Extract provided:
**********
Thrm. Conjugate Directions

Claim. Let \(d_0, \dots, d_{n-1}\) be a set of non-zero \(Q\)-orthogonal vectors.
For a starting point \(x_0 \in \mathbb R^n\), consider the sequence \(\{x_l\}\) defined by

\[x_{k+1} = x_k + \alpha_k d_k\]

where

\[\alpha_k = -\frac{g_k^Td_k}{d_k^TQd_k}, g_k = Qx_k - b\]

The sequence \(\{x_k\}\) converges to the minimizer \(x_*\) it at most \(n\) steps; \(x_n = x_*\).

proof. Write \(x_* - x_0 = \alpha_0' d_0 + \cdots + \alpha_{n-1}'d_{n-1}\). Multiply both sides by \(d_i^TQ\) to get

\[d_i^TQ(x_* - x_0) = \alpha_i d_i^TQd_i\]

giving us the expression

\[\alpha_i' = \frac{d_i^TQ(x_*-x_0)}{d_i^TQd_i}\:(*)\]

Note that

\[\begin{align*} x_1 &= x_0 + \alpha_0 d_0 \\ x_2 &= x_0 + \alpha_0 d_0 + \alpha_1 d_1 \\ &\vdots \\ x_k &= x_0 + \alpha_0 d_0 + \cdots + \alpha_{k-1}d_{k-1}, \end{align*}\]

implying that

\[x_k - x_0 = \alpha_0 d_0 + \cdots + \alpha_{k-1}d_{k-1}\]

Multiplying both sides by \(d_k^TQ\) gives \(d_k^TQ(x_k-x_0) = 0\). By (*) we have

\[\alpha_k' = \frac{d_k^T Q(x_* - x_0) - d_k^TQ(x_k - x_0)}{d_k^TQd_k} = \frac{d_k^TQ(x_* - x_k)}{d_k^TQd_k} = -\frac{(Qx_k - Qx_*)^T d_k}{d_k^TQd_k}\]

simplifying to

\[\alpha_k' = -\frac{g_k^T d_k}{d_k^TQd_k} = \alpha_k\]

\[\implies x_* = x_0 + \alpha_0 d_0 + \cdots + \alpha_{n-1}d_{n-1} = x_n\]

So after \(n\) steps, we reach the minimizer.
**********
Given data:
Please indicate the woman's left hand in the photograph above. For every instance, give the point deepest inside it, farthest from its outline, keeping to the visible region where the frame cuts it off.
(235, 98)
**********
Task prompt: Reproduce word for word the part of the conjugate directions text that opens with the words containing "Multiplying both sides" and closes with "reach the minimizer.".

Solution to this problem:
Multiplying both sides by \(d_k^TQ\) gives \(d_k^TQ(x_k-x_0) = 0\). By (*) we have

\[\alpha_k' = \frac{d_k^T Q(x_* - x_0) - d_k^TQ(x_k - x_0)}{d_k^TQd_k} = \frac{d_k^TQ(x_* - x_k)}{d_k^TQd_k} = -\frac{(Qx_k - Qx_*)^T d_k}{d_k^TQd_k}\]

simplifying to

\[\alpha_k' = -\frac{g_k^T d_k}{d_k^TQd_k} = \alpha_k\]

\[\implies x_* = x_0 + \alpha_0 d_0 + \cdots + \alpha_{n-1}d_{n-1} = x_n\]

So after \(n\) steps, we reach the minimizer.